How to use regex to split string into groups of identical characters?

Question

I got a string like this:

var string = "AAAAAAABBBCCCCCCDD"

and like to split the string into an array of this format (same characters --> same group) using regular expressions:

Array: "AAAAAAA", "BBB", "CCCCCC", "DD"

This Is what I got so far but tbh I can not really get it working.

---

var array = [String]()
var string = "AAAAAAABBBCCCCCCDD"
let pattern = "\\ b([1,][a-z])\\" // mistake?!
let regex = try! NSRegularExpression(pattern: pattern, options: [])

array = regex.matchesInString(string, options: [], range: NSRange(location: 0, length: string.count))

Answer 1

You can achieve that with a "back reference", compare NSRegularExpression:

\n

Back Reference. Match whatever the nth capturing group matched. n must be a number ≥ 1 and ≤ total number of capture groups in the pattern.

Example (using the utility method from Swift extract regex matches):

let string = "AAAAAAABBBCCCCCCDDE"
let pattern = "(.)\\1*"

let array = matches(for: pattern, in: string)
print(array)
// ["AAAAAAA", "BBB", "CCCCCC", "DD", "E"]

The pattern matches an arbitrary character, followed by zero or more occurrences of the same character. If you are only interested in repeating word characters use

let pattern = "(\\w)\\1*"

instead.

Answer 2

You can achieve that using this function from this answer:

func matches(for regex: String, in text: String) -> [String] {

    do {
        let regex = try NSRegularExpression(pattern: regex)
        let results = regex.matches(in: text,
                                    range: NSRange(text.startIndex..., in: text))
        return results.map {
            String(text[Range($0.range, in: text)!])
        }
    } catch let error {
        print("invalid regex: \(error.localizedDescription)")
        return []
    }
}

Passing (.)\\1+ as regex and AAAAAAABBBCCCCCCDD as text like this:

let result = matches(for: "(.)\\1+", in: "AAAAAAABBBCCCCCCDD")
print(result) // ["AAAAAAA", "BBB", "CCCCCC", "DD"]

> MATERIAL FOR THIS TASK:
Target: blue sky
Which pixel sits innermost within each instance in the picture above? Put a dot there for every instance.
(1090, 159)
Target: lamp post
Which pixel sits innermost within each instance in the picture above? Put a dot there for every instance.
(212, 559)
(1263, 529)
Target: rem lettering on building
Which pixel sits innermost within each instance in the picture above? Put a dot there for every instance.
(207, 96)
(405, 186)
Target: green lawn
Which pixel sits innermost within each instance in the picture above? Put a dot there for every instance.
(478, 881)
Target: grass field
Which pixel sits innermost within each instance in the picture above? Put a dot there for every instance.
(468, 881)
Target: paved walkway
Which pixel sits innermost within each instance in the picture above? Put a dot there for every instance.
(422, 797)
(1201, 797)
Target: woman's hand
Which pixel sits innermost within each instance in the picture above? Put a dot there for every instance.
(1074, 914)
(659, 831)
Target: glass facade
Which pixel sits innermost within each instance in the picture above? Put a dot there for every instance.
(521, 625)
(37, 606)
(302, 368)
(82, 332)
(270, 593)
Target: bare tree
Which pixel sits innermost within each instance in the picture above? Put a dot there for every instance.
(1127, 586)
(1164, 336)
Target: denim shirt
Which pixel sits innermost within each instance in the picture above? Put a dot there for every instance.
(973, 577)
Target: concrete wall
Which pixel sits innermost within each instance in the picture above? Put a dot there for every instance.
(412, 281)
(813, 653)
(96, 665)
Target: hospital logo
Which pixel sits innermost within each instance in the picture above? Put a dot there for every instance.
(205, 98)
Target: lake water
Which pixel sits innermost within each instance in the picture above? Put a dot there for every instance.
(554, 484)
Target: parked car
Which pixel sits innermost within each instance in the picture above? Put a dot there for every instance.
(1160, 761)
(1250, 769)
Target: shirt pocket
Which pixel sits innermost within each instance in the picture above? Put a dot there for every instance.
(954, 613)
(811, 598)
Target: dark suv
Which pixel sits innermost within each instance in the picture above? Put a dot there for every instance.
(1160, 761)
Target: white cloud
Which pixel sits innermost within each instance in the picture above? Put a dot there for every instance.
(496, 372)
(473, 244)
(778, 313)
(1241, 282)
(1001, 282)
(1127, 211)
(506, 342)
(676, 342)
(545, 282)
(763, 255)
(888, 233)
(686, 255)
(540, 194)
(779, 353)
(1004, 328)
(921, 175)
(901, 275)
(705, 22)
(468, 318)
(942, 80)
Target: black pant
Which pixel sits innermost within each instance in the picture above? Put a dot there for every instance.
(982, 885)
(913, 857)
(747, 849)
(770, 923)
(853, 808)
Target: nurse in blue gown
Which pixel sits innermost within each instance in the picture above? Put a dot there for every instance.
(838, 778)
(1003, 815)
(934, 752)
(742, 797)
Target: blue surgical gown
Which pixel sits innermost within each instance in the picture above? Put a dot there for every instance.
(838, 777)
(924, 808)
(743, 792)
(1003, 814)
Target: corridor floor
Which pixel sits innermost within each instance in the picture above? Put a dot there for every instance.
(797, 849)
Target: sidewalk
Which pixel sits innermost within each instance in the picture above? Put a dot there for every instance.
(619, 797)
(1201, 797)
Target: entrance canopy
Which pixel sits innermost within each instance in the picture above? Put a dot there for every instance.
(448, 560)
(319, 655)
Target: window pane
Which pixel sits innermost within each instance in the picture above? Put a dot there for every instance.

> STATED TASK A:
Rewrite the regex question from "and like to" up to and including "array = [String]()", changing "regular expressions" to "regex patterns".
> STATED TASK B:
Please copy the entries word for word, from the start of the entries up to and including the line with "(1090, 159)".

> COMPLETE ANSWER A:
and like to split the string into an array of this format (same characters --> same group) using regex patterns:

Array: "AAAAAAA", "BBB", "CCCCCC", "DD"

This Is what I got so far but tbh I can not really get it working.

---

var array = [String]()

> COMPLETE ANSWER B:
Target: blue sky
Which pixel sits innermost within each instance in the picture above? Put a dot there for every instance.
(1090, 159)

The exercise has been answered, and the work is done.